GIVEN REQUEST:
Extract, character for character, the lines starting with the line that contains "[detect] pedestrian" and going on through the line that contains "top-left (139, 132), bottom-right (165, 151)", including both of those lines.

SUPPLIED DATA:
◇ ◇ ◇ ◇ ◇
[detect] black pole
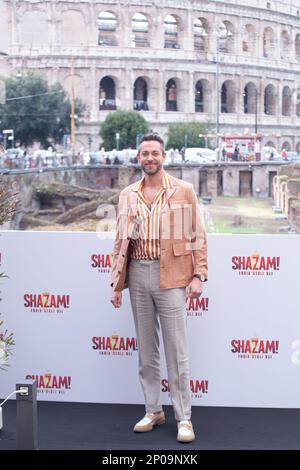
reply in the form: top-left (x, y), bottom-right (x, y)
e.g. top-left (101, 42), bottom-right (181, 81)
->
◇ ◇ ◇ ◇ ◇
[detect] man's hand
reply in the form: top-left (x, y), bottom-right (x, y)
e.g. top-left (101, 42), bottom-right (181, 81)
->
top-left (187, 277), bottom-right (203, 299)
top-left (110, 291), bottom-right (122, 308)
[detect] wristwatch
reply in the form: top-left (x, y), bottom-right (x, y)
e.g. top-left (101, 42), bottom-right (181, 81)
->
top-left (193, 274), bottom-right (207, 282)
◇ ◇ ◇ ◇ ◇
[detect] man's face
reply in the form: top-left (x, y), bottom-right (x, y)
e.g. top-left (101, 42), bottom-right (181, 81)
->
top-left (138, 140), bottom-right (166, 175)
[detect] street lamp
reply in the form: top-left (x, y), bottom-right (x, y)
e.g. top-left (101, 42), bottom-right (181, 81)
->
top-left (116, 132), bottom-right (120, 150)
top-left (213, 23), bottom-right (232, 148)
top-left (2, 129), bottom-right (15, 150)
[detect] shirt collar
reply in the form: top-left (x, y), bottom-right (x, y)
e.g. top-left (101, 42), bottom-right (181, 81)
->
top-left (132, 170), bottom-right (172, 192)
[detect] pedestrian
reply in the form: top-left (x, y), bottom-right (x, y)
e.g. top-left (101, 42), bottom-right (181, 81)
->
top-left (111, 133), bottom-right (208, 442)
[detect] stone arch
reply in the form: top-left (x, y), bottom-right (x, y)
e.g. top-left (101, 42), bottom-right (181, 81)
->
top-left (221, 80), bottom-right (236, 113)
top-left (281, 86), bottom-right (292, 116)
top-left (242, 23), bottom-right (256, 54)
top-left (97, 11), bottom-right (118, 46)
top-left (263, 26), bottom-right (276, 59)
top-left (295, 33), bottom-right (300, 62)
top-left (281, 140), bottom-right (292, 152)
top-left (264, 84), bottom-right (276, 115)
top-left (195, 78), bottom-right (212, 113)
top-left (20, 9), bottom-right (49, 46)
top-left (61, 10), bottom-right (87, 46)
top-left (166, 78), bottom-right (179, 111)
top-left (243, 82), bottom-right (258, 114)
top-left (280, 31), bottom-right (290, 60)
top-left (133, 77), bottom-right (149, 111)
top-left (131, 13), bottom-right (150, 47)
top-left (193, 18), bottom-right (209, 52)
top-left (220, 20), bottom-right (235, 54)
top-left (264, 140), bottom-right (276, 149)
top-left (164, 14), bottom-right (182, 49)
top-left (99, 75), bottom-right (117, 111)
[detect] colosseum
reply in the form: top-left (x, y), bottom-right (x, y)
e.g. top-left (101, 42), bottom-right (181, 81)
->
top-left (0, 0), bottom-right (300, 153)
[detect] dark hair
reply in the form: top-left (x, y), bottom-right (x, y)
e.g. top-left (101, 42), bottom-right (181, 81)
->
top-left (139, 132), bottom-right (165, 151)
◇ ◇ ◇ ◇ ◇
EXERCISE RESULT:
[detect] pedestrian
reply in the form: top-left (x, y), bottom-right (x, y)
e.g. top-left (101, 42), bottom-right (181, 81)
->
top-left (111, 133), bottom-right (208, 442)
[detect] stone arch
reply in the form: top-left (x, y), bottom-right (x, y)
e.g. top-left (101, 42), bottom-right (181, 81)
->
top-left (221, 80), bottom-right (236, 113)
top-left (281, 86), bottom-right (292, 116)
top-left (242, 23), bottom-right (256, 54)
top-left (97, 11), bottom-right (118, 46)
top-left (263, 26), bottom-right (276, 59)
top-left (295, 33), bottom-right (300, 62)
top-left (281, 140), bottom-right (292, 152)
top-left (264, 84), bottom-right (276, 115)
top-left (195, 78), bottom-right (212, 113)
top-left (20, 9), bottom-right (49, 46)
top-left (61, 10), bottom-right (87, 46)
top-left (166, 78), bottom-right (179, 111)
top-left (243, 82), bottom-right (258, 114)
top-left (280, 31), bottom-right (290, 60)
top-left (133, 77), bottom-right (149, 111)
top-left (131, 13), bottom-right (150, 47)
top-left (193, 18), bottom-right (209, 52)
top-left (220, 20), bottom-right (235, 54)
top-left (264, 140), bottom-right (276, 149)
top-left (164, 14), bottom-right (182, 49)
top-left (99, 75), bottom-right (117, 111)
[detect] colosseum
reply in the form: top-left (x, y), bottom-right (x, y)
e.g. top-left (101, 42), bottom-right (181, 81)
->
top-left (0, 0), bottom-right (300, 153)
[detect] dark hair
reply in the form: top-left (x, y), bottom-right (x, y)
e.g. top-left (101, 42), bottom-right (181, 81)
->
top-left (139, 132), bottom-right (165, 151)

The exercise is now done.